» **Activity**
For every entry that follows, return the words exactly and omit any picture.

Natural-language object grounding data
☆ ☆ ☆ ☆ ☆

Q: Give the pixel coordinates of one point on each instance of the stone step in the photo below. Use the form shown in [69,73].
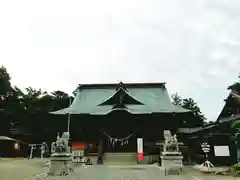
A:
[120,158]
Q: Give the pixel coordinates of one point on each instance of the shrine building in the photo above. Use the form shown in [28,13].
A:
[112,116]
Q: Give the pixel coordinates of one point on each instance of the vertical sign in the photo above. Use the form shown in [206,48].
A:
[140,148]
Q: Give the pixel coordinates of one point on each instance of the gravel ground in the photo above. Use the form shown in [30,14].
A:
[28,169]
[21,169]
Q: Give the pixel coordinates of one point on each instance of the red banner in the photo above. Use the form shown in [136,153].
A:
[79,145]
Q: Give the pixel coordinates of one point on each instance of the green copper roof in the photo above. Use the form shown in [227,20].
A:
[154,99]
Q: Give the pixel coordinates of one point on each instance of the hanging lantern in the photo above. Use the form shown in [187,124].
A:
[16,146]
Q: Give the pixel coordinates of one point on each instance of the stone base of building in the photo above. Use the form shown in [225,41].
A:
[60,165]
[172,162]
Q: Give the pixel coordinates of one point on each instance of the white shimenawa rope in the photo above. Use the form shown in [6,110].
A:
[113,141]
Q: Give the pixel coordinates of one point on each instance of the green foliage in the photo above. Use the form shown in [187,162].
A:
[196,118]
[19,108]
[236,167]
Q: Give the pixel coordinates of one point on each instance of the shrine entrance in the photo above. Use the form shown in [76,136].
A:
[119,133]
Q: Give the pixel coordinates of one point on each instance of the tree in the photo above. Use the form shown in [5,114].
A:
[196,118]
[5,85]
[177,100]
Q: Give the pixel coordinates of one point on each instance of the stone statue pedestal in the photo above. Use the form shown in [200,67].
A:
[61,164]
[172,162]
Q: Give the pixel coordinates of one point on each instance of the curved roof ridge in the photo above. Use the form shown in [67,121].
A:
[125,91]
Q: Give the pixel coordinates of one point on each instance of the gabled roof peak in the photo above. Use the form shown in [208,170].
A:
[125,85]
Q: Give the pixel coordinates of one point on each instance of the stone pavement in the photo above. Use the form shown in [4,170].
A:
[134,172]
[28,169]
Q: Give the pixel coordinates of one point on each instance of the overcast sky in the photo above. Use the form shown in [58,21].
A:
[192,45]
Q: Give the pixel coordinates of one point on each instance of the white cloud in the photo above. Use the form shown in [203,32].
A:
[192,45]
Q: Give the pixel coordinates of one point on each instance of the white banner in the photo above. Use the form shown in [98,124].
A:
[140,145]
[221,151]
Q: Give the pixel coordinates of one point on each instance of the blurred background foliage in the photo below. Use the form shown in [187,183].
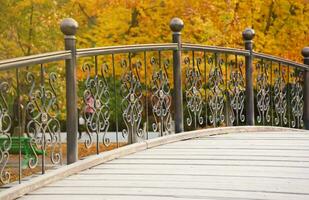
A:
[32,26]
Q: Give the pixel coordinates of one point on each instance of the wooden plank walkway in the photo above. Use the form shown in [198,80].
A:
[233,166]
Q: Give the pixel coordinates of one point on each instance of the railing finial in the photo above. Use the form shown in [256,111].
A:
[68,26]
[248,35]
[176,24]
[305,53]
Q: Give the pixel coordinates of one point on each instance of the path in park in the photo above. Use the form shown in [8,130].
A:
[230,166]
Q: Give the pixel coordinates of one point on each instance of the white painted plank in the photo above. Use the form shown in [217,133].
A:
[173,191]
[287,185]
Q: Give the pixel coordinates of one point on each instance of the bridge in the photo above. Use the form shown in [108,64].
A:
[156,121]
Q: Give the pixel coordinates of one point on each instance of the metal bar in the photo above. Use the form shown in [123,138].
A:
[69,27]
[42,72]
[305,53]
[176,25]
[205,86]
[277,59]
[126,49]
[215,49]
[19,124]
[116,105]
[33,60]
[147,93]
[248,35]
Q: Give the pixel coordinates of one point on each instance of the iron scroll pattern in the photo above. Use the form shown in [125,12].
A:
[263,93]
[161,99]
[216,94]
[5,125]
[297,99]
[131,104]
[193,93]
[280,94]
[236,90]
[43,127]
[96,100]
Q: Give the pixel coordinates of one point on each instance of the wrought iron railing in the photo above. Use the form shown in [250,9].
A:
[125,94]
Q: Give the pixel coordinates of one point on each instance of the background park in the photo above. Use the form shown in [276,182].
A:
[235,63]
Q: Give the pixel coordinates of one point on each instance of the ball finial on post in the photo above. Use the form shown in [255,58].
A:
[248,34]
[176,24]
[69,26]
[305,52]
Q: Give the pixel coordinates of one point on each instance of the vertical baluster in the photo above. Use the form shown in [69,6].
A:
[176,26]
[115,96]
[205,87]
[226,93]
[69,27]
[288,98]
[248,35]
[42,72]
[271,94]
[305,53]
[19,125]
[146,96]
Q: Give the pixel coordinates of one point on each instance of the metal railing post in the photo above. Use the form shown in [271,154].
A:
[69,27]
[248,35]
[305,53]
[176,26]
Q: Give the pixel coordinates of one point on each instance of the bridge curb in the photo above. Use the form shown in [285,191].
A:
[91,161]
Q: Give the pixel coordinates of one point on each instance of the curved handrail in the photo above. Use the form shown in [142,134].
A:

☆ ☆ ☆ ☆ ☆

» **Result of the exercise**
Q: Give the pixel coordinates of one point on each instance of the stone step in the photo below. Use the form shown in [69,73].
A:
[120,158]
Q: Give the pixel coordinates of one point on each instance of the shrine building in the photo above. Use the form shown in [28,13].
A:
[112,116]
Q: Give the pixel coordinates of one point on each instance of the vertical sign in the photo above. Use the form shown in [206,48].
A:
[140,148]
Q: Give the pixel coordinates of one point on each instance of the gravel ground in the photo above. Use the form shown in [30,14].
A:
[28,169]
[21,169]
Q: Give the pixel coordinates of one point on each instance of the red banner in the photo above. Use the form shown in [136,153].
A:
[79,145]
Q: Give the pixel coordinates of one point on each instance of the green copper roof in the photo above. Use the form shown in [227,20].
A:
[154,99]
Q: Give the pixel coordinates of one point on each instance of the hanging lantern in the photo above. Use the form shown in [187,124].
A:
[16,146]
Q: Give the pixel coordinates of one point on each instance of the stone base of building in the photo above. Use the form shown in [225,41].
A:
[60,165]
[172,162]
Q: Give the pixel coordinates of one point on each instance of the white shimenawa rope in the photo above. Use the form shown in [6,110].
A:
[113,141]
Q: Give the pixel coordinates of one point on each instance of the green foliage in the photo above. Use the form shown in [187,162].
A:
[196,118]
[19,108]
[236,167]
Q: Give the pixel coordinates of one point on each instance of the shrine entrance in the photo above. Use the form shown in [76,136].
A:
[119,133]
Q: Give the pixel coordinates of one point on each instance of the tree in the photo above. Use the form shown in [5,114].
A:
[196,118]
[5,85]
[177,100]
Q: Give the pixel coordinates of one point on each instance of the stone statue pedestal in the photo above. Use the form shown in [200,67].
A:
[61,164]
[172,162]
Q: Give the pixel coordinates of one point on each instance of the curved roof ridge in the photo above. Use the form shown in [67,121].
A:
[125,91]
Q: Give the pixel coordinates of one point on each instance of the gabled roof peak in the photo above. Use the form shown in [208,170].
A:
[125,85]
Q: Give the pixel coordinates of one point on each instance of the stone pavement in the photo above. Use the form shown in [4,170].
A:
[134,172]
[28,169]
Q: Give the pixel coordinates of one point on each instance of the overcast sky in the photo above. Use the form shown in [58,21].
A:
[192,45]
Q: Give the pixel coordinates of one point on each instance of the white cloud in the photo above. Use the form shown in [203,32].
A:
[192,45]
Q: Give the pixel coordinates of one point on each instance of the white banner in the photo above. Use the form shown in [98,124].
A:
[140,145]
[221,151]
Q: Give the pixel coordinates of one point on each instance of the blurred background foliage in the photo below. Use the form shown in [187,183].
A:
[32,26]
Q: Give the pixel coordinates of one point on each instance of the wooden plank walkway in the photo above. Use the form shown in [198,80].
A:
[233,166]
Q: Give the pixel coordinates of one point on each instance of the railing finial in the photo above. Use the form shown in [256,111].
A:
[68,26]
[248,35]
[176,24]
[305,53]
Q: Give the pixel coordinates of one point on each instance of the path in park in the photo above. Use the form shown in [8,130].
A:
[230,166]
Q: Give the pixel coordinates of one point on each instance of the white painted plank in the photo above. Use the form shown in [217,133].
A:
[173,191]
[287,185]
Q: Give the pixel coordinates of one point on each instance of the bridge in the photo above. Use the form shown in [108,64].
A:
[156,121]
Q: Give the pixel coordinates of one point on each instance of the metal bar in the photo above. Use the form shown in [123,138].
A:
[69,27]
[42,72]
[305,53]
[176,25]
[205,86]
[277,59]
[126,49]
[215,49]
[19,124]
[116,105]
[33,60]
[147,93]
[248,35]
Q: Give the pixel coordinates of one point on each instance of the iron scroll pattern in the photo above. Use the form shown in [125,12].
A:
[263,93]
[161,99]
[216,94]
[5,125]
[297,99]
[131,104]
[193,93]
[280,94]
[236,90]
[43,127]
[96,100]
Q: Give the pixel coordinates of one point on each instance of the wrought iron railing in the photo above. Use the form shown in [250,9].
A:
[125,94]
Q: Give the pixel coordinates of one point on each instance of the background park in the photo above. Use the form shown in [276,182].
A:
[235,63]
Q: Give the pixel coordinates of one point on each instance of the ball finial on post in the photo above. Use the form shown in [255,58].
A:
[248,34]
[176,24]
[69,26]
[305,52]
Q: Give the pixel coordinates of one point on each instance of the vertical baluster in the photo above. Use the form shown in [69,6].
A:
[176,26]
[115,96]
[205,87]
[226,93]
[69,27]
[288,98]
[248,35]
[42,72]
[271,94]
[305,53]
[19,125]
[146,96]
Q: Give the pixel coordinates of one point on each instance of the metal railing post in the photo above. Use the form shown in [271,154].
A:
[69,27]
[248,35]
[305,53]
[176,26]
Q: Give the pixel coordinates of one point on each instance of the bridge curb in the photo above. Use the form shown in [285,191].
A:
[91,161]
Q: Give the pixel coordinates of one point on each instance of the curved handrail in the photo above. Use the form shown in [142,134].
A:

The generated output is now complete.